It’s not just about preventing child illness or child mortality. Yes, we do care about that, but there is an emerging body of literature—Bethany Caruso at Emory, for example—that looks extensively at the psychosocial associations between sanitation access and the associations between anxiety, depression, stress, et cetera. There’s this intrinsic value to sanitation, whether it’s shared or private, and that’s something that we really need to focus on as a stepping stone up away from open defecation, up the sanitation ladder.
I think those are some of the big barriers. Then the other barrier I will say is, yes, Prime Minister Modi isn’t the one who’s going to go out and build or clean a toilet, certainly. And yet government, even at the local level, they are nervous to invest in shared sanitation because they don’t want to invest money in something that six months from now is just going to be crumbling or dirty. There really needs to be a roadmap for systems of monitoring and accountability that instill confidence in the government to invest in this infrastructure.
Bigger Governance Concerns
RAJAGOPALAN: It’s interesting the way you’ve set it up. It’s such an interesting puzzle. When I think about India, from an economic lens, especially in terms of density of population and agglomeration, it seems like a shared toilet is just such an obviously good idea. This is a big public investment, but in India, whether it’s a bus service or a metro or a shared toilet, you know that hundreds of people are going to actually use it. You’ll easily recover your investment.
It’s actually interesting when you say that local governments are nervous about not being able to recover their investment, not from a revenue perspective, but from the point of view of bad publicity and an eyesore, that we know that we don’t have the state capacity to maintain this. We don’t have a good infrastructure of sanitation workers. We don’t have good monitoring mechanisms.
I’ve seen this in the literature, in the primary health services that governments run. Typically, the major problem is that they don’t have electricity. They don’t have the electricity to run their basic machines for oxygen or to have an X-ray test and things like that. They’re able to actually get the X-ray machine to the local dispensary or the healthcare facility. It’s just everything that follows.

--- --- ---

### [Task A]
In the sanitation interview, what keeps local governments from investing in shared sanitation?
### [Task B]
Write the next part of the sanitation interview, picking up after its final sentence.
The entries that follow have no connection to the sanitation interview.

### [Extracted records]

--- --- ---

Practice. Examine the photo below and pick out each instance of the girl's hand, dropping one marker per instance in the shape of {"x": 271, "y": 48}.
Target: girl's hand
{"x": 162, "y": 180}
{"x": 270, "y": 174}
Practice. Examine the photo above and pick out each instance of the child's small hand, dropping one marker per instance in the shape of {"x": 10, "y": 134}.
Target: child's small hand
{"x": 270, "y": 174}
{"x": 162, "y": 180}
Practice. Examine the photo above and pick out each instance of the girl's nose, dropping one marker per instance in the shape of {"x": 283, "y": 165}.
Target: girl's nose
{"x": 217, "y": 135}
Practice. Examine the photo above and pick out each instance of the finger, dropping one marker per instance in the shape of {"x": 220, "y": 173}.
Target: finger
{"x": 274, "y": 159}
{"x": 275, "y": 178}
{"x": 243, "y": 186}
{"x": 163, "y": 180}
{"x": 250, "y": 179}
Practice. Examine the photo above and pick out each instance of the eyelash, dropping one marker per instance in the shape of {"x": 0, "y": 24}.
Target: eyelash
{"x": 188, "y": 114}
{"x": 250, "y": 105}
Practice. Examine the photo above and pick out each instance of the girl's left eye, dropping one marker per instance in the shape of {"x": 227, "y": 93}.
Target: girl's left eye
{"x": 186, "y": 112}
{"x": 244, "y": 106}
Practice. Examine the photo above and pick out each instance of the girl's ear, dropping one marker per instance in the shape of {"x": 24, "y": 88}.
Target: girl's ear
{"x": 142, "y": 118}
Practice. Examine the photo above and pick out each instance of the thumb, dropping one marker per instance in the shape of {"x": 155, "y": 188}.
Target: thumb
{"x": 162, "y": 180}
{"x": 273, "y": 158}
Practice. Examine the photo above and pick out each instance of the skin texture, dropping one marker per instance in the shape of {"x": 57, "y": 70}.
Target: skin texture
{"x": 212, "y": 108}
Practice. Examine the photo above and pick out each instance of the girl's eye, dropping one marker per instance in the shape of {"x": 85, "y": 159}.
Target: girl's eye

--- --- ---

### [Task output A]
They don't want to spend money on something that six months later will be crumbling or dirty.

### [Task output B]
It just feels like there’s a much bigger, broader governance question that needs to be resolved. If they resolve that, then shared toilets will automatically be one of the first things to get resolved because it’s just such an obvious solution.
JAIN: Yes, absolutely. I was part of a study, when I was doing my Ph.D. at UC Berkeley, that was a broader study that was looking at providing Anganwadi workers with a digital tool to improve their service delivery. As a sub-study, I was leading an effort to understand Anganwadi worker time use in Madhya Pradesh. They have all of these activities that they’re supposed to do at the Anganwadi every day with kids and mothers, et cetera, and home visits.
We worked with this enumeration firm to understand how are they actually allocating their time. It’s obvious; all the stories with MGNREGA and all of that, we know that payment systems are not working for workers. We saw the same thing with Anganwadi workers. There were—and this is in Madhya Pradesh—Anganwadi workers saying, “I haven’t been paid in six months.” “I haven’t been paid in 12 months.” “I haven’t been paid in 18 months.”
With sanitation workers, it’s often the same thing. In Jharkhand where we work, there’s a facility in the same community where we work, and that was run by the government. And the workers there said, “We haven’t been paid in so long, we don’t show up to work anymore.” It’s those human systems that really need refinement and really need to be evaluated and strengthened in order for service delivery to work the way it’s supposed to work.
RAJAGOPALAN: Absolutely. It’s one of those funny things that you’ve zeroed in on shared toilets and maintenance because if you can solve that puzzle, you’ve automatically solved 15 other governance puzzles that plague garbage disposal and health, and in this case, midwifery and so many other things.
I just want to switch gears for a minute. It seems like there are two parts to the private toilet. One is just basically what’s going on within the household. Can the household afford the space? Can they afford a plumber to come and a mason to build this out, or can they afford to actually integrate the subsidy given by the government into their dwelling unit and so on?
At India’s current level of development, it feels that was pretty doable. India’s not sub-Saharan Africa. We’re already at a level of development where integrating a toilet into a dwelling shouldn’t be that hard. To me, it seems like even for private toilets, the challenge is much bigger. Do these dwellings have piped indoor water delivery? Are they actually connected to a sewage system?
Because if those two things are not there, then suddenly the cost of integrating the toilet and running it, both the economic cost but also the social cost—who’s going to clean this, is it going to be inside the house, going to be outside the house—suddenly just skyrockets. It, again, feels like there’s a broader governance, public-service-delivery question at that local level for the poorest groups which is not pushing India towards higher levels of private toilet adoption.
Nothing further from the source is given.